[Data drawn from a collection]

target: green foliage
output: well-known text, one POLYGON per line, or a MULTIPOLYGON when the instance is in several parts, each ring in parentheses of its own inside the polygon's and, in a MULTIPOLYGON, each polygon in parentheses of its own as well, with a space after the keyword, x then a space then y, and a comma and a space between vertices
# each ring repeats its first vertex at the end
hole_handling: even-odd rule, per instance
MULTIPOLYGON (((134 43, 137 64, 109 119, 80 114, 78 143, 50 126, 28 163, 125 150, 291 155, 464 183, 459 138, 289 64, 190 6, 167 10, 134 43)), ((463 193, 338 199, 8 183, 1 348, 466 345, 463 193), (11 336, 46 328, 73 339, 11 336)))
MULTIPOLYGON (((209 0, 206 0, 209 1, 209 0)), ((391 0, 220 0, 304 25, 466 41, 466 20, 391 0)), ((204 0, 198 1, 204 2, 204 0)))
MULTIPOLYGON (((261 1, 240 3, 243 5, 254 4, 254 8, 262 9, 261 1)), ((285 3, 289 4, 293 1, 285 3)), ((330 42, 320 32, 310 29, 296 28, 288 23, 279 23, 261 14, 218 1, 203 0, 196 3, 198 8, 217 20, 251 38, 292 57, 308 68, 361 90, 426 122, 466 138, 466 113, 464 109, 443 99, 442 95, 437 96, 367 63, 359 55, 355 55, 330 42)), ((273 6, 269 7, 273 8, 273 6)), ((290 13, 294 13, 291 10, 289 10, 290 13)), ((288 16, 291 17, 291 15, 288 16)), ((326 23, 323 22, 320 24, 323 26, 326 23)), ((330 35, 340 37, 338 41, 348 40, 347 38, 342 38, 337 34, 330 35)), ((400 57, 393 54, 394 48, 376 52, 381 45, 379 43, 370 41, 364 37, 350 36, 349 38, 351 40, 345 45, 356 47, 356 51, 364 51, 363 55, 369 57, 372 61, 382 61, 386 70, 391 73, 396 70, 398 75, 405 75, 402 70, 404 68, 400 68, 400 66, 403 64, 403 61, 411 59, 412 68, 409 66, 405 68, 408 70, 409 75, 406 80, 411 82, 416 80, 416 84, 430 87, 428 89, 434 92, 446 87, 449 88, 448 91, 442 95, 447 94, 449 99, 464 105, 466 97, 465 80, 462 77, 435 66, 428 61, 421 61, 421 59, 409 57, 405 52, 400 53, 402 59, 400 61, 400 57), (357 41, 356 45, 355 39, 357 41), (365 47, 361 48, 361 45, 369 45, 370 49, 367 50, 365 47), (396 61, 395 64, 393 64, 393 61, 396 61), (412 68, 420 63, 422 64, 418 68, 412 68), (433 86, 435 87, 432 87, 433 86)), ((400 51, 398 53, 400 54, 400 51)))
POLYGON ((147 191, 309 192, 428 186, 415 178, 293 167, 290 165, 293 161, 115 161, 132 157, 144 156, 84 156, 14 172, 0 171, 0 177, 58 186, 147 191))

- **Short exercise**: Format the lines running from the start of the records through the line containing "MULTIPOLYGON (((209 0, 206", inclusive, as a two-column CSV with the header row instruction,result. Give one row per instruction with its text and its answer, each in a single quoted field with line breaks replaced by spaces.

- **Complete response**:
instruction,result
"target: green foliage output: well-known text, one POLYGON per line, or a MULTIPOLYGON when the instance is in several parts, each ring in parentheses of its own inside the polygon's and, in a MULTIPOLYGON, each polygon in parentheses of its own as well, with a space after the keyword, x then a space then y, and a comma and a space between vertices # each ring repeats its first vertex at the end hole_handling: even-odd rule, per instance","MULTIPOLYGON (((134 43, 137 64, 109 119, 80 114, 78 143, 50 126, 28 163, 125 150, 291 155, 464 183, 459 138, 289 64, 190 6, 167 10, 134 43)), ((463 193, 338 199, 8 183, 1 348, 466 345, 463 193), (11 336, 46 328, 73 339, 11 336))) MULTIPOLYGON (((209 0, 206 0, 209 1, 209 0)), ((391 0, 220 0, 304 25, 466 41, 466 20, 391 0)), ((204 0, 198 1, 204 2, 204 0)))"